[[ Exercise passage open ]]
The ‘triad significance profile’ for the dominance networks of R. marginata. The normalized Z-scores corresponding to each kind of triad is averaged over nine colonies, whiskers show their standard errors of measurements, and the line connecting the Z-scores serves as a guide to the eye. (Online version in colour.)
4.3. Behavioural correlations
In the following, we try to better understand the interrelationships between the dominance behaviour, the structure of the feed-forward loop and the other behavioural aspects of the individuals that may be important from the point of view of information transfer. Behavioural experiments on R. marginata had already suggested the importance of dominance behaviour in the process of colony-level information transfer among the workers and subsequent control of worker activities [13,15–17]. We expect that the individuals who spend less time outside the nest would have a better chance to gather information about the colony needs, and therefore, would be better poised to pass on the information to the others. We calculated the fraction of time spent outside the nest for each individual and found a negatively correlated trend with their frequency of dominance behaviour, though non-significant (Pearson r = −0.082, F = 1.179, p = 0.132). Additionally, we investigated along this line by calculating the median value of the fractional time (0.25) and then split the dataset into two parts with respect to the median. We found that the individuals who spent less than 25% of their time outside the nest showed more frequent dominance behaviour (2.90 ± 7.30, n = 91) compared to the others who spent 25% or more time outside the nest (1.41 ± 1.61, n = 96, t = 1.909, p = 0.029), whereas the frequency of the dominance received by the two groups is indistinguishable (2.23 ± 2.68 and 2.04 ± 2.08, t = 0.537, p = 0.296). We further investigate the fractional time spent outside the nest for the individuals who constituted the feed-forward loops in the observed dominance networks. We performed Wilcoxon matched-paired test, and found that, the individuals holding the double-dominant positions in the observed feed-forward loops spent less time outside the nests compared to the individuals holding both the pass-along (V = 792, p = 0.0003) and the double-subordinate positions (V = 1120, p = 0.038).
[[ Exercise passage closed ]]
Rewrite everything from "The ‘triad significance" down to "version in colour.)" in the text on R. marginata dominance networks, swapping "whiskers" for "error bars".
[[ Data section open ]]
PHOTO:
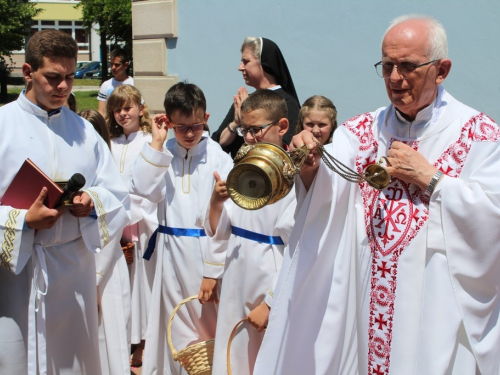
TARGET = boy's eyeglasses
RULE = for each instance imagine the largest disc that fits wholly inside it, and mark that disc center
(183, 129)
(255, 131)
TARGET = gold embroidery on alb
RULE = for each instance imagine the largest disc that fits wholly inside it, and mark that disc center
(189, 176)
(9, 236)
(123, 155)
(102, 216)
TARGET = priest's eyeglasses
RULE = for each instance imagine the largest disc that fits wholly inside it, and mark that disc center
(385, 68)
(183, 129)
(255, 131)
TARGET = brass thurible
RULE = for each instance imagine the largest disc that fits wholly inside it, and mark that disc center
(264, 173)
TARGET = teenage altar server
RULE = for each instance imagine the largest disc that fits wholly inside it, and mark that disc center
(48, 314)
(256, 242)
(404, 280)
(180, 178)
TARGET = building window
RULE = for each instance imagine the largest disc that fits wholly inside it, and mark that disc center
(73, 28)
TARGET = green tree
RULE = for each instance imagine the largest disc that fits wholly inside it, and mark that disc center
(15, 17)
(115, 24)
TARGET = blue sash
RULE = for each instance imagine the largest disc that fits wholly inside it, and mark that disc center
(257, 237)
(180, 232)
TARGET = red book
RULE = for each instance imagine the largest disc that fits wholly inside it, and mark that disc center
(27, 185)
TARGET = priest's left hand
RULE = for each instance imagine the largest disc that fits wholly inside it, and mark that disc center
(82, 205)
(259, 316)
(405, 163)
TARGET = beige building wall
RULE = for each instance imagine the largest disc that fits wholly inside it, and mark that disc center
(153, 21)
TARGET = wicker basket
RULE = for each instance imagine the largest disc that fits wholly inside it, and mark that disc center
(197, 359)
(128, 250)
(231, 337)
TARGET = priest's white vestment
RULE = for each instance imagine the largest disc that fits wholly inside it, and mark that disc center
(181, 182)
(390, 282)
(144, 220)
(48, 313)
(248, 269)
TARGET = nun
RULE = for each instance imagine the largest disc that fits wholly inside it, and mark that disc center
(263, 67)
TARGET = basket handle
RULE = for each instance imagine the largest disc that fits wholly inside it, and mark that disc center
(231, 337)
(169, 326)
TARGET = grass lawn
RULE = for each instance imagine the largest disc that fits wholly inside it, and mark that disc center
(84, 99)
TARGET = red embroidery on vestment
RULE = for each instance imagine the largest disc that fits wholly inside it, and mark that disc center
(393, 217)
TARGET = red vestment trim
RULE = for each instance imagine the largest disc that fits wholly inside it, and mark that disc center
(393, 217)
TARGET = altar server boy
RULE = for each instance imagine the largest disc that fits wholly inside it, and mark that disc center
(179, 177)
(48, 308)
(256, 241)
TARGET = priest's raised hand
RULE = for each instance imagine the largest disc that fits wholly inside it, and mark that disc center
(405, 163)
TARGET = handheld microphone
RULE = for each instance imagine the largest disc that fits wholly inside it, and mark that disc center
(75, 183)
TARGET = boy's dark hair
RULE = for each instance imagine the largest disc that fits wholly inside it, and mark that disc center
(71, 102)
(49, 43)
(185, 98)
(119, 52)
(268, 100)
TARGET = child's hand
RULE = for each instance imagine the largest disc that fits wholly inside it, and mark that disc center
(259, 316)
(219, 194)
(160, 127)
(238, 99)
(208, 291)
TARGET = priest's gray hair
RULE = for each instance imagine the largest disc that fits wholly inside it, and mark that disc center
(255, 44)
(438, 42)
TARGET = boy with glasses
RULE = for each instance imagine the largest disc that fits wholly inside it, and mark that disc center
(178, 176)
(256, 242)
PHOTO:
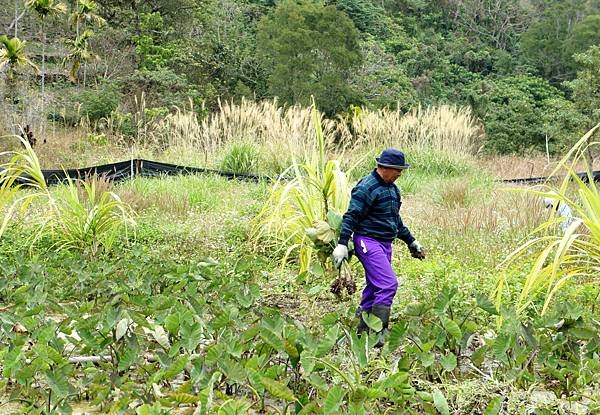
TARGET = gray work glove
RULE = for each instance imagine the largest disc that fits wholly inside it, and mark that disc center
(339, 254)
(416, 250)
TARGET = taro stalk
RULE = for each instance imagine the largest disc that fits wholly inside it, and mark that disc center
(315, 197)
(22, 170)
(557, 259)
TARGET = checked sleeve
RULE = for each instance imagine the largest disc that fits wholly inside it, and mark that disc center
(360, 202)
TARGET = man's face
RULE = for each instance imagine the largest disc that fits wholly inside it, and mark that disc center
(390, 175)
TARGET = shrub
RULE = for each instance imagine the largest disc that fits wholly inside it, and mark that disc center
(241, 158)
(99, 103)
[[ Data section closed ]]
• Response to the exercise:
The ‘triad significance profile’ for the dominance networks of R. marginata. The normalized Z-scores corresponding to each kind of triad is averaged over nine colonies, error bars show their standard errors of measurements, and the line connecting the Z-scores serves as a guide to the eye. (Online version in colour.)